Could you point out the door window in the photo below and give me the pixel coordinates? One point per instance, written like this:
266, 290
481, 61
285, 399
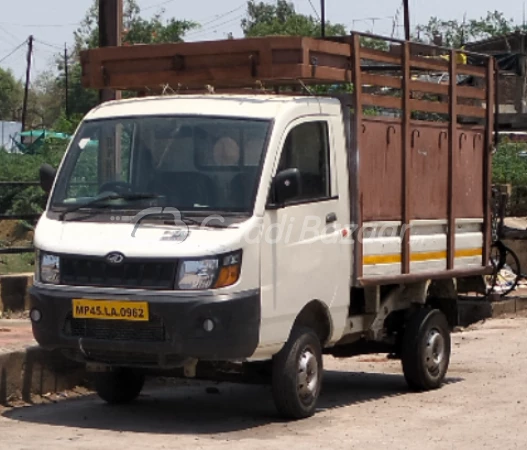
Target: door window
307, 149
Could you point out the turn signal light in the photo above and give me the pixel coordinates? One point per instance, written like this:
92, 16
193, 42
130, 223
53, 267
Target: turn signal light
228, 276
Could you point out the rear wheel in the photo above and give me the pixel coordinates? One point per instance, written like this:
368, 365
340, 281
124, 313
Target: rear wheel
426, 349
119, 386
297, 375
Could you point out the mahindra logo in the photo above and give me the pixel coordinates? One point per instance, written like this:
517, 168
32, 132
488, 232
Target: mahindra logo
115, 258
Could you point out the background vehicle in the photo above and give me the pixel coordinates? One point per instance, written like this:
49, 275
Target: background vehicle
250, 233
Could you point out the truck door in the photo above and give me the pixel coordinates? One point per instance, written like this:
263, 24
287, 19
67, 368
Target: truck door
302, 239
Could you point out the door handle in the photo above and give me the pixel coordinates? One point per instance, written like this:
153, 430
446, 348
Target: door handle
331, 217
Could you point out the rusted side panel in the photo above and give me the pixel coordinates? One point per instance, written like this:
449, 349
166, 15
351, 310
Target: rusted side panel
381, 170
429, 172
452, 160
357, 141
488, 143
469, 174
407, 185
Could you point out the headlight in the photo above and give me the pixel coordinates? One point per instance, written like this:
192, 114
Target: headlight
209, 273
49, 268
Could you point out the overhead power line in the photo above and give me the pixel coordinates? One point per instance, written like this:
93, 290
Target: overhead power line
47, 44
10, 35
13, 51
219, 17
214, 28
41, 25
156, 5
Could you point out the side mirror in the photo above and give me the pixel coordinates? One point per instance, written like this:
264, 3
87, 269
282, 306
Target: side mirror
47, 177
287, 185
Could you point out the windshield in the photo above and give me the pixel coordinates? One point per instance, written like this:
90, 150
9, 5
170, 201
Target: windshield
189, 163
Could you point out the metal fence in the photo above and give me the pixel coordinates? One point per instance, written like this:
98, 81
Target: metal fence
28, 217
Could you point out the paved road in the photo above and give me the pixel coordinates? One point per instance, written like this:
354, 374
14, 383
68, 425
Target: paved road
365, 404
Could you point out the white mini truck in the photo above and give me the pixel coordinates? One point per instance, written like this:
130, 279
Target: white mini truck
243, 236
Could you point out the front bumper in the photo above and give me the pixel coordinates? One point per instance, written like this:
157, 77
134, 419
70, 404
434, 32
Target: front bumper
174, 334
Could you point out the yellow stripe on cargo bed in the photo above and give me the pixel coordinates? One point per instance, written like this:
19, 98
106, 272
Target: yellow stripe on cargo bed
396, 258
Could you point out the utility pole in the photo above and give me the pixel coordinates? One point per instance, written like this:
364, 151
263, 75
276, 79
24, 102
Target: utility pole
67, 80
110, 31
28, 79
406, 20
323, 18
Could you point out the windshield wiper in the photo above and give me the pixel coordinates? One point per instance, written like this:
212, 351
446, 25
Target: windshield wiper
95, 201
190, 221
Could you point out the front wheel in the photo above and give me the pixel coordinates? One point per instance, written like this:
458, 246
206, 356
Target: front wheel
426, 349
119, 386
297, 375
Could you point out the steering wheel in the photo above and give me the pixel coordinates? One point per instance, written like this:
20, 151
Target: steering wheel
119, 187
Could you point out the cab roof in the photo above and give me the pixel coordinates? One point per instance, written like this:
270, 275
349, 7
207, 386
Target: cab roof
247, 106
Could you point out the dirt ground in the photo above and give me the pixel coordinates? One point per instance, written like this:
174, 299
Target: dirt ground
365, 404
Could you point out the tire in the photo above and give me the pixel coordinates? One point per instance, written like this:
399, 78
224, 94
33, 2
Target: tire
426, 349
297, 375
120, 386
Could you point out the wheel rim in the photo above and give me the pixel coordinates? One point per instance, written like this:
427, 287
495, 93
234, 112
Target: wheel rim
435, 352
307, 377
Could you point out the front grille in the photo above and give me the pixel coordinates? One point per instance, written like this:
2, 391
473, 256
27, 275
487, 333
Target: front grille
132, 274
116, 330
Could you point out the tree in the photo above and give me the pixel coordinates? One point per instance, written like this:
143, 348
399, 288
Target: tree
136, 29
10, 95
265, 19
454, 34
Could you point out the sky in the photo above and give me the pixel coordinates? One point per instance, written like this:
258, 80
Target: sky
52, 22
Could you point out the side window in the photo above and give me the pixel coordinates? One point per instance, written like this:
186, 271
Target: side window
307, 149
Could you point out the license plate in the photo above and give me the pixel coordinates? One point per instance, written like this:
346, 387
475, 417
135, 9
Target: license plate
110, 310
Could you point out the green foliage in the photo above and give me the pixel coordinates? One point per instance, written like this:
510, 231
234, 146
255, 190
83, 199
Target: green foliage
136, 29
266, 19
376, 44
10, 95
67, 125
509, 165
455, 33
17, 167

### What you should do
Reproduce the listing in full, replacing every occurrence of "pixel coordinates" with "image coordinates" and leaving everything else unchanged. Omit the pictures.

### Correct answer
Could you point out the door window in the photo below and give me the image coordinates? One point per instance, written like this:
266, 290
481, 61
285, 399
Target: door window
307, 149
Could you point out the turn signal light in the photo above and give me the image coordinates? One point per instance, written like this:
92, 16
193, 42
130, 223
53, 267
Target: turn signal light
228, 276
Could you point out the rear wheel in the photo above and give me the image coordinates? One point per instance, written like this:
368, 365
340, 281
124, 313
Target: rear wheel
426, 349
119, 386
297, 375
Could you point out the mahindra logo in the photo above and give me the image coordinates? One point per instance, written like this:
517, 168
32, 132
488, 232
Target: mahindra logo
115, 258
Could you point out the background vehicle in the photo above and give me the image coordinates? One point per instance, written like this:
49, 275
Target: background vehicle
250, 233
Could you point out the truck door in the photo above and give me the image coordinates? One point per instance, written like this:
263, 24
287, 19
67, 368
Target: truck door
302, 239
Could you point out the door handle in the photo above and give me the image coordinates? One point per instance, written like this:
153, 430
446, 348
Target: door handle
331, 217
Could you point out the rusted side panel in the photo above and give me the image coordinates? One point per instance, written like this:
449, 349
166, 15
351, 310
Target: rusted side panel
381, 170
429, 172
452, 160
357, 141
488, 143
469, 174
407, 185
Could you point out the headlight in the photo above and give me the image coordinates? One point per instance, written like this:
192, 114
Target: headlight
209, 273
49, 268
Could you point out the overhead power line in the photo above and give me the image coordinates? One point per instance, written like this:
93, 290
Target: overhead power line
47, 44
10, 35
13, 51
219, 17
214, 28
41, 25
156, 5
Could you point out the side mirror in the photo above and give me the image coordinates? One point per instance, written like this:
264, 3
87, 269
282, 306
Target: side mirror
47, 177
287, 185
Could you point out the windshield in the photo above and give me the image coordinates? One point per instance, written like this:
90, 150
9, 5
170, 201
Target: windshield
189, 163
Could you point out the metal fence in the photo above and give me the image coordinates? One point per instance, written like this:
98, 81
Target: metal fence
28, 217
Could you point out the paved road in the photo above and give me the image coordinates? One point per instance, written like this:
354, 374
14, 383
68, 425
Target: paved road
365, 404
Could you point out the white mini truck in the photo above and give me the image coordinates? One point per instance, written like this:
130, 279
Target: white mini truck
243, 236
Could you point out the front bumper in the photo above and give me the image coordinates? One point per instance, written like this:
157, 77
134, 419
70, 404
434, 32
Target: front bumper
174, 334
Could you point out the yellow stripe on cargo bed in the photo above and give me the image coordinates? One point per instance, written like this:
19, 98
106, 272
Target: yellow stripe on cargo bed
396, 258
Could you point out the utility pole in the photo above and give me the image coordinates? One point per instance, written like this:
364, 151
263, 75
276, 79
24, 102
Target: utility pole
67, 80
110, 31
28, 79
406, 20
323, 18
Could you point out the windshield wiper in the photo above and give me the image coordinates? One point per instance, written like this:
212, 351
446, 25
Target: windshield wiper
95, 201
190, 221
Could you point out the front wheel in the photo above and give me the image coordinates? One point per instance, written like this:
458, 246
206, 356
Target: front wheel
426, 349
119, 386
297, 375
Could you point out the steering wheel in the photo above and give me the image coordinates? One point per instance, written like this:
20, 151
Target: steering wheel
119, 187
Could you point out the cab roof in the photo above and give me the image coordinates? One point per instance, written like this:
270, 275
349, 7
207, 386
Target: cab roof
247, 106
Could you point out the dirt ground in the photo above and give me the image coordinates? One point per instance, written like this:
174, 299
Target: dirt ground
365, 404
Could you point out the tire in the photo above and give me the image coordinates? One point per instance, written like this:
399, 78
224, 94
33, 2
Target: tire
426, 349
297, 375
120, 386
Could you point out the wheel rim in the photo above and give me the image coordinates? One point per instance, written like this:
427, 287
495, 93
234, 112
Target: wheel rim
435, 352
307, 377
Could you point out the front grille in the photo above and give me the image coordinates? One point per instance, written like this:
2, 391
473, 256
27, 275
487, 333
Target: front grille
132, 274
116, 330
Could you point out the tree in the photo above and give me the image coordinates? One point per instance, written like this:
143, 348
399, 288
Target: tree
136, 29
10, 95
265, 19
454, 34
Could you point out the sky in the photo above and give me the image coordinates? One point per instance, written like this:
258, 80
Target: sky
52, 22
Could you point out the side window in the photo above and give me the image coordinates? One point per instance, written like this:
186, 271
Target: side window
307, 149
Could you point out the license plate in the photo above and give me the image coordinates? One point per instance, written like this:
346, 387
475, 417
135, 9
Target: license plate
110, 310
Could you point out the green foliage in the photo above and give me the image coordinates? One point per instance, written like this:
510, 231
234, 146
255, 190
83, 199
Target: green foliage
136, 29
266, 19
376, 44
10, 95
67, 125
509, 165
455, 33
17, 167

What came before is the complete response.